What this task involves: Reproduce all of the material below verbatim, keeping every line unchanged and in its original order.

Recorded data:
**********

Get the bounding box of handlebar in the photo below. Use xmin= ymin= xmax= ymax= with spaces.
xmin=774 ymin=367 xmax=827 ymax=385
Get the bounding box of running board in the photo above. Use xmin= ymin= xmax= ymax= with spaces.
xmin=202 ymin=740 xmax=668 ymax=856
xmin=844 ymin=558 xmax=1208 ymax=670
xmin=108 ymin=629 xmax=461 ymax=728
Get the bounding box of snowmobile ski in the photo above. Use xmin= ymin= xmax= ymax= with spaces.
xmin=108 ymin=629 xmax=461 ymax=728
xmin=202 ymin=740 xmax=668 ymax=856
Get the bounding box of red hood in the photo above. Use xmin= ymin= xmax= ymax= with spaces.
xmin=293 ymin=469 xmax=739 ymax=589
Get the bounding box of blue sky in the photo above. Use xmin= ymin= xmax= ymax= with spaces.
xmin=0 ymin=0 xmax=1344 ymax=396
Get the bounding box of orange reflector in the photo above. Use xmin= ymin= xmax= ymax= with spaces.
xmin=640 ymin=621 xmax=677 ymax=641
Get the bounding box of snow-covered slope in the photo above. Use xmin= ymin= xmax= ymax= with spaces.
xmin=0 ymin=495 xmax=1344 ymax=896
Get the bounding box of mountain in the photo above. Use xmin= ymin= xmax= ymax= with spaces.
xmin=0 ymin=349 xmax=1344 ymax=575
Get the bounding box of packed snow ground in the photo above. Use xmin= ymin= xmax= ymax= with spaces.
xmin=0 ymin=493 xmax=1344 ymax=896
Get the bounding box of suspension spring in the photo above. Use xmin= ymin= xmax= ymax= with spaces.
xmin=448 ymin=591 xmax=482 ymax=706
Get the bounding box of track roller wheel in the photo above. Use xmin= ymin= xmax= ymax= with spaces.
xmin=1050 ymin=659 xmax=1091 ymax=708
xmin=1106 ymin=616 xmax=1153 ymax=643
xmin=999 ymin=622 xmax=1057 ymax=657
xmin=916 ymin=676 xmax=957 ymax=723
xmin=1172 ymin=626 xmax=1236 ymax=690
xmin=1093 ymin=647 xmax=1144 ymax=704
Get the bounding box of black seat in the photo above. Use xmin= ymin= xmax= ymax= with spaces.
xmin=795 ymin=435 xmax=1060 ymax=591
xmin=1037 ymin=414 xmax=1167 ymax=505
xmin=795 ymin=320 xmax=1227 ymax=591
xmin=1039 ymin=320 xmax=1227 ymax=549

**********

Result:
Get the bounding box of handlebar in the photo below. Use xmin= ymin= xmax= ymax= with spaces.
xmin=774 ymin=367 xmax=827 ymax=385
Get the bounding box of running board in the photo above. Use xmin= ymin= xmax= ymax= with spaces.
xmin=202 ymin=740 xmax=668 ymax=856
xmin=844 ymin=558 xmax=1208 ymax=670
xmin=108 ymin=629 xmax=461 ymax=728
Get the bounding box of snowmobile ski in the photo above. Use xmin= ymin= xmax= ymax= with spaces.
xmin=108 ymin=629 xmax=461 ymax=728
xmin=202 ymin=740 xmax=668 ymax=856
Get the bounding box of red hood in the photo above. Use xmin= ymin= xmax= ymax= with spaces.
xmin=293 ymin=469 xmax=739 ymax=589
Get the bounding box of blue sky in the photo above. Use xmin= ymin= xmax= ymax= with spaces.
xmin=0 ymin=0 xmax=1344 ymax=396
Get the bounding box of orange reflector in the photo above. Use xmin= ymin= xmax= ymax= with spaces.
xmin=640 ymin=621 xmax=677 ymax=641
Get the bounding box of snow-covered slope in the photo above. Use xmin= ymin= xmax= ymax= with spaces.
xmin=0 ymin=495 xmax=1344 ymax=896
Get the bounding box of mountain in the photo above. Use xmin= ymin= xmax= ymax= with spaces.
xmin=0 ymin=349 xmax=1344 ymax=575
Get the bounding box of packed snow ground in the photo above. Use xmin= ymin= xmax= ymax= with spaces.
xmin=0 ymin=493 xmax=1344 ymax=896
Get the bounding box of suspension spring in the photo above. Use xmin= ymin= xmax= ymax= with spaces.
xmin=448 ymin=591 xmax=482 ymax=706
Get the bounding box of track roller wheel in the photo above. Use xmin= ymin= xmax= ymax= with spaces.
xmin=1050 ymin=659 xmax=1091 ymax=708
xmin=1106 ymin=616 xmax=1153 ymax=643
xmin=999 ymin=622 xmax=1057 ymax=657
xmin=916 ymin=676 xmax=957 ymax=723
xmin=1172 ymin=626 xmax=1236 ymax=690
xmin=1093 ymin=647 xmax=1144 ymax=704
Get the bounding box of black seat in the photo above. Use xmin= ymin= xmax= ymax= with spaces.
xmin=795 ymin=435 xmax=1060 ymax=591
xmin=1037 ymin=414 xmax=1167 ymax=505
xmin=795 ymin=320 xmax=1227 ymax=591
xmin=1039 ymin=320 xmax=1227 ymax=549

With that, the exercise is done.